3.緊急事態ではそれに対応する政府は様々なことに同時並行的に対応し、多くの判断を即断的に行い、それらを遂行する必要がある。そのような状況であればこそ、意思決定過程や事務事業の実績はリアルタイムで客観的・合理的に記録され、共有されている必要がある。

 「改善策たたき台(案)」では、「事前にマニュアル等を整備し、歴史的緊急事態に対応する会議等の議事内容の記録の作成、事後作成の場合の方法・期限、記録の作成の責任体制、記録の作成も含めた訓練等を行うなどを明確化する等の措置」を事前対応として行うこととされている。これらのことは、対策として講じておいた方が良いとは言えるが、そもそも議事録等の意思決定過程の記録が欠落したままで、効果的な震災・原発事故対応が行われたのかという視点に欠けている。

 記録の作成とはそもそも、事後の情報公開が後世の歴史的検証に委ねるために行うものではなく、今現在の行政の適正な運営・執行のために作成されるものであり、また今を生きている市民の生活や健康に貢献すべきものである。確かに、緊急事態における政府の対応は、煩雑・繁忙を極め、発生当初は限られた情報の中で対策を講じざるを得ないこともあり、また同時並行的に様々な事象が動き、業務を遂行しなければならない事態であり、このような中で「議事録」という体裁を整えることに時間を費やすのは、合理的選択ではない。

抽出エントリ:
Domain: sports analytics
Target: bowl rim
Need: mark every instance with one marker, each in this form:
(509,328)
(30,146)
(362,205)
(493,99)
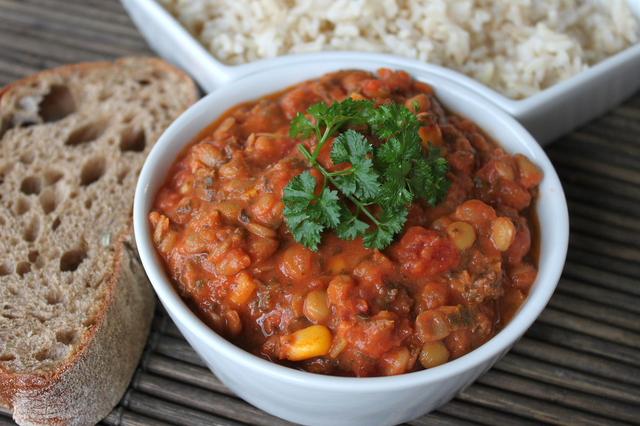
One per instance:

実施事項:
1. 緊急事態の記録に関する抜粋において、記録の作成はそもそも何のために行われるものと述べられていますか。
2. 緊急事態における政府の記録作成を論じた抜粋を、最後の文の後から書き継いでください。

回答一覧:
1. 今現在の行政の適正な運営・執行のために作成されるものであり、また今を生きている市民の生活や健康に貢献すべきものです。

2.
 しかしながら、どのような情報や政策が取捨選択をされたのか、それに誰が関与していたのか、誰がどのような背景で指示を行ったのか、決定を行ったのかなどの意思決定に至るプロセスがリアルタイムに記録され、共有されていないのは、政府の対応の混乱や不備を招き、結果的に市民に向けて発信される情報の混乱や、必要な情報が提供されないなどの市民生活や市民の健康に大きな影響を及ぼすことになる。これは、危機管理の失敗というだけでなく、行政運営の失敗ともいうべき問題であることは、今回の緊急事態において多くの市民が痛感したところであろう。

 公文書管理委員会によって各会議体に対して行ったヒアリング調査では、例えば原子力災害対策本部は「出席者による議事メモ、記録等は存在しているが、本部として確認された議事概要は未作成」と回答しており、組織として記録が作成されていないため客観的な記録の共有がなされずに対応が行われていたことが明らかになっている。事後に記録を作成すればよいという問題ではないということを明確に認識し、議事録の体裁を整えるのは事後でも可であっても、客観的な記録の作成と共有は、非常事態の対応であるこそ必要であることを確認すべきである。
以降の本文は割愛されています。